» GOAL OF THE EXERCISE:
Transcribe exactly every line from the one containing "Return one point per instance of the dark foreground" down to the final line of the listing below, including both, and leave out the rest.

» TASK MATERIAL:
=== Begin Enclosure ===

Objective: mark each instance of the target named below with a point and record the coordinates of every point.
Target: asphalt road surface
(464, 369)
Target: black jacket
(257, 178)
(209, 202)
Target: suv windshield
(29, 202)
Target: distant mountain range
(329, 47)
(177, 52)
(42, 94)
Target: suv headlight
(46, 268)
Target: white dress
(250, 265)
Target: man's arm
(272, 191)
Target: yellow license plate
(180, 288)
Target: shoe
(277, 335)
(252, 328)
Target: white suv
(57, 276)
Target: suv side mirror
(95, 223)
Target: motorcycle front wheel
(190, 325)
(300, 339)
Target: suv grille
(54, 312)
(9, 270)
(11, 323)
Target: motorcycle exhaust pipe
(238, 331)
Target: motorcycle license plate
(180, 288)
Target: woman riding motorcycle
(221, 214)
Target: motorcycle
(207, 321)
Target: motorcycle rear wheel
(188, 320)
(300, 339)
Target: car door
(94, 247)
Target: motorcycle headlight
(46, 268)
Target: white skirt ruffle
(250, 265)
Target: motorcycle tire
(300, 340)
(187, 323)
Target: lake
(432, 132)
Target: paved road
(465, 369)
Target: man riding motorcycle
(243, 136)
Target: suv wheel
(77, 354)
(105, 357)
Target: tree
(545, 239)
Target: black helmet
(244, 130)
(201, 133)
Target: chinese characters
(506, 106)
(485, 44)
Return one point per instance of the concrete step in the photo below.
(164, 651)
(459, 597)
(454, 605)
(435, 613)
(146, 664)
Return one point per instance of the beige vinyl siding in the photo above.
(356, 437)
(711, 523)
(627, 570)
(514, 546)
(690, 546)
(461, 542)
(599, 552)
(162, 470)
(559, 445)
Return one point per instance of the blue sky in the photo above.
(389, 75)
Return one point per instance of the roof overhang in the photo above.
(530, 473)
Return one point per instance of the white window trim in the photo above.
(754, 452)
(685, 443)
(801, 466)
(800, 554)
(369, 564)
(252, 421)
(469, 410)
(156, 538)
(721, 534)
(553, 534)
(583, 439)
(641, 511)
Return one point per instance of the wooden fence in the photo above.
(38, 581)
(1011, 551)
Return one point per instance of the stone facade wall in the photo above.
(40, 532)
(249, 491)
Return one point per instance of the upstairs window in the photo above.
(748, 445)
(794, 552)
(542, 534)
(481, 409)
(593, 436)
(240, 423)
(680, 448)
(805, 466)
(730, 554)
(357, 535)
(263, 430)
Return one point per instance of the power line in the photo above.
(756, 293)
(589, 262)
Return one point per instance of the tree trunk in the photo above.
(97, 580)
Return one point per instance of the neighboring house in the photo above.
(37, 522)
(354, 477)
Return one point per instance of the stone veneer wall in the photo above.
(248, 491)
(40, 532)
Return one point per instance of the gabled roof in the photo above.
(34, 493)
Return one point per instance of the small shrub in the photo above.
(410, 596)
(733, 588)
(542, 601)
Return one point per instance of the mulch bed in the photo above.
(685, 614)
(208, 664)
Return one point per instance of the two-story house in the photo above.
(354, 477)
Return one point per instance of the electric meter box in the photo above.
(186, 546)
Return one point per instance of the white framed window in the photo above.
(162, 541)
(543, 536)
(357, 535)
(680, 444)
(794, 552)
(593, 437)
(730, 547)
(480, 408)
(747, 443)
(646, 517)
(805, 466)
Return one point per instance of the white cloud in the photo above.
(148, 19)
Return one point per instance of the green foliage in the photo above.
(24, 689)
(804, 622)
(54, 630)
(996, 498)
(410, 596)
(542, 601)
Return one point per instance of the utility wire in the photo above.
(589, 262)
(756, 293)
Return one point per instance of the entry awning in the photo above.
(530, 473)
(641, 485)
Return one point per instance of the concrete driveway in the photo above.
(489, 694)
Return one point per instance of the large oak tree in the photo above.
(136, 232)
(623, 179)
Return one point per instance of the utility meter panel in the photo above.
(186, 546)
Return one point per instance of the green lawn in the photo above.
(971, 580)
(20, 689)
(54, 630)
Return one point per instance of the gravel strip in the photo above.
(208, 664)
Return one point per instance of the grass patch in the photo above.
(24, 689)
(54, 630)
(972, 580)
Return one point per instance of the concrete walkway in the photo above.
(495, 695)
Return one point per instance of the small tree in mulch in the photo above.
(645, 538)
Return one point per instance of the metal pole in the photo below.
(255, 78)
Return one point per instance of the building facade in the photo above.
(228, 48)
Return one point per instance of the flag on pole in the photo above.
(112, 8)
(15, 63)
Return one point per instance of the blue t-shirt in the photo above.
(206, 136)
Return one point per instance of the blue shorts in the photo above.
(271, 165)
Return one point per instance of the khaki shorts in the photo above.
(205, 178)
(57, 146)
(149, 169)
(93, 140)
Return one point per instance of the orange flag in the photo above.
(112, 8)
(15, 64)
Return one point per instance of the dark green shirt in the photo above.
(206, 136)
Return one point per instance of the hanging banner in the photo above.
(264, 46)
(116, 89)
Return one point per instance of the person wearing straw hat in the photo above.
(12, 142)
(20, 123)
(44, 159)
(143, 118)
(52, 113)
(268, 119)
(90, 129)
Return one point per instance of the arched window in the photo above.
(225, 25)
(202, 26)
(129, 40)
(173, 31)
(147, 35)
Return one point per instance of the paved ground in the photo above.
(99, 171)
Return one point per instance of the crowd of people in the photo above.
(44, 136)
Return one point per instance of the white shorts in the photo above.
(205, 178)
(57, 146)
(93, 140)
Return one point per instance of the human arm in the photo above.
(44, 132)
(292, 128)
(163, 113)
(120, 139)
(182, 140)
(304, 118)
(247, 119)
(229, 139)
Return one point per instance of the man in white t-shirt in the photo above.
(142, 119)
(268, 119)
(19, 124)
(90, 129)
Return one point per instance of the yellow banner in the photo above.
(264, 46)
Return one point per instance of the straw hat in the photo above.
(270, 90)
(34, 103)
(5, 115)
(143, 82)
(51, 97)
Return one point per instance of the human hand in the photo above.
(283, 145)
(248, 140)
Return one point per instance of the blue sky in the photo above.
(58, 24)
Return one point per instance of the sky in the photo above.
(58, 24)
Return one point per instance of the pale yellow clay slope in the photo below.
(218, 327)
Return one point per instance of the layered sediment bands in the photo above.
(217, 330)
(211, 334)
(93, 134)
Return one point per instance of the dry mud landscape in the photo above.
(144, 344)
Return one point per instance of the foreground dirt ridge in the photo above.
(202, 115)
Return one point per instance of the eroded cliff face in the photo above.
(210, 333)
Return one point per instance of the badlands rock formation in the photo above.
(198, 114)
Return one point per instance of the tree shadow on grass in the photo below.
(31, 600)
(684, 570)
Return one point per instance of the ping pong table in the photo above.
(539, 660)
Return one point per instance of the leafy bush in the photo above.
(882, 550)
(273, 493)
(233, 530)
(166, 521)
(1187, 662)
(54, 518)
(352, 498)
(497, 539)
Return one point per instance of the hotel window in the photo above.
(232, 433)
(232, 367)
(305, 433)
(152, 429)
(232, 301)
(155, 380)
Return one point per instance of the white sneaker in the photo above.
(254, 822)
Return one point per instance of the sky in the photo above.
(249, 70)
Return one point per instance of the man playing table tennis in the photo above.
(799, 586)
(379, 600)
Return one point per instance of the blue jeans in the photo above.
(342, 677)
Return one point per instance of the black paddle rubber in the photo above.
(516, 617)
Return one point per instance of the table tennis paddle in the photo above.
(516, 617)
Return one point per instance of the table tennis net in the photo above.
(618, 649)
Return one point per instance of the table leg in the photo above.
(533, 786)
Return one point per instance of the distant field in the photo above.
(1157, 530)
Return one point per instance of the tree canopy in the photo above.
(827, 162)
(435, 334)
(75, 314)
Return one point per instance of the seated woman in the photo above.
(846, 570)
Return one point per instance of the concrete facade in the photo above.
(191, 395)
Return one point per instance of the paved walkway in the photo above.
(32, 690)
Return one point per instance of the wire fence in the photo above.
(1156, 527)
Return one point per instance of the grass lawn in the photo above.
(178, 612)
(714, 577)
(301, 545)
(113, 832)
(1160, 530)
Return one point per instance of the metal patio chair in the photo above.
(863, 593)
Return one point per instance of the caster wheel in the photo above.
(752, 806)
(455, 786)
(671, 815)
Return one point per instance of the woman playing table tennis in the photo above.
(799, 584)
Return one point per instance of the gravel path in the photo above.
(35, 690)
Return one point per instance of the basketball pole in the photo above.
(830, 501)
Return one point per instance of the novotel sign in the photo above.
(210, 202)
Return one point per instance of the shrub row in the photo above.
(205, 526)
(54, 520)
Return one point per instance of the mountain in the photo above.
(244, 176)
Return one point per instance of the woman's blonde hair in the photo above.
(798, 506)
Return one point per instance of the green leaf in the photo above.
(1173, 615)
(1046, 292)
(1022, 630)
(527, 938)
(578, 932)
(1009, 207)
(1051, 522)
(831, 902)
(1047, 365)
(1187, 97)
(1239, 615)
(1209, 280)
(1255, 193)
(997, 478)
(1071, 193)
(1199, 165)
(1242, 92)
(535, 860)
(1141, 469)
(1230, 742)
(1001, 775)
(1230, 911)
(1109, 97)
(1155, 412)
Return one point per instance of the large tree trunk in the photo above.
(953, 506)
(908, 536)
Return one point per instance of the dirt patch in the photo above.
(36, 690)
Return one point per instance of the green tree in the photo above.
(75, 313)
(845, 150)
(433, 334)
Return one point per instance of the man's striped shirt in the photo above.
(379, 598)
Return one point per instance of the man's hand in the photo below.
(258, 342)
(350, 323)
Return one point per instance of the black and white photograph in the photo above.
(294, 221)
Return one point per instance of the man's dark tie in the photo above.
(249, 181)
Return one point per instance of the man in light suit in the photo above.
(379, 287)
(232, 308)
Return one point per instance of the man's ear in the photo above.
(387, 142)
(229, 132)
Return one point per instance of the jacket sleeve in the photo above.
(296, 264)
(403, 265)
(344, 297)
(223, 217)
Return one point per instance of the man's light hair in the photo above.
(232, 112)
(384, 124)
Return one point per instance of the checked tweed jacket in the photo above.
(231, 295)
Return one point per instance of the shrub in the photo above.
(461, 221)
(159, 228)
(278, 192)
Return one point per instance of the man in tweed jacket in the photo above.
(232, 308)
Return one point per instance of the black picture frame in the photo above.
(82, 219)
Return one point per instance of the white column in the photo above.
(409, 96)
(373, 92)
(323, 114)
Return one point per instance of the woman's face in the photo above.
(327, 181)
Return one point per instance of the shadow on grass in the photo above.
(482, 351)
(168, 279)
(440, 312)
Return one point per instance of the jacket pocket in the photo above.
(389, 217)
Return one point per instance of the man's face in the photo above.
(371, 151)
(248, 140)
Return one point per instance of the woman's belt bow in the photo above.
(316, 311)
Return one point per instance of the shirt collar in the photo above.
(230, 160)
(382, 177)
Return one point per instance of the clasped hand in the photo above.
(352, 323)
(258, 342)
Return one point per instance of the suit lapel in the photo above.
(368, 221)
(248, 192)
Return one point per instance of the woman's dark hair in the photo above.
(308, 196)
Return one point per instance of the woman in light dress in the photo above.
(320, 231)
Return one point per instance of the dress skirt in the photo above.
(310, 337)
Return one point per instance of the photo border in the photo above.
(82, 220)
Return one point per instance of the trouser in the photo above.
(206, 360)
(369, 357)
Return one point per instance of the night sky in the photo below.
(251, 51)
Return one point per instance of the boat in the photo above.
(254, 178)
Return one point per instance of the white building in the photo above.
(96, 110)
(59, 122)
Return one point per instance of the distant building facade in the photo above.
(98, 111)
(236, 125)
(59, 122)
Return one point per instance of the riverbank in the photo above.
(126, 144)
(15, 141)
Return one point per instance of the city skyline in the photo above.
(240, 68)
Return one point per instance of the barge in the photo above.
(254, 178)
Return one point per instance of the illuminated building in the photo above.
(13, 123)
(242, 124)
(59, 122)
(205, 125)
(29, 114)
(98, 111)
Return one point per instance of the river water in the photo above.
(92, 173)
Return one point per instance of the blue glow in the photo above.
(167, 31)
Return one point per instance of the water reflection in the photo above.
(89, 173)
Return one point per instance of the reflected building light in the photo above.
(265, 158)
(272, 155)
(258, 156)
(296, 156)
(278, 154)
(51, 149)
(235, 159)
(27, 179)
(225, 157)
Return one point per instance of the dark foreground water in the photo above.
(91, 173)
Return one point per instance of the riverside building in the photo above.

=== End Enclosure ===

» PROBLEM SOLUTION:
Return one point per instance of the dark foreground water in the photo above.
(91, 173)
Return one point per instance of the riverside building in the photo above.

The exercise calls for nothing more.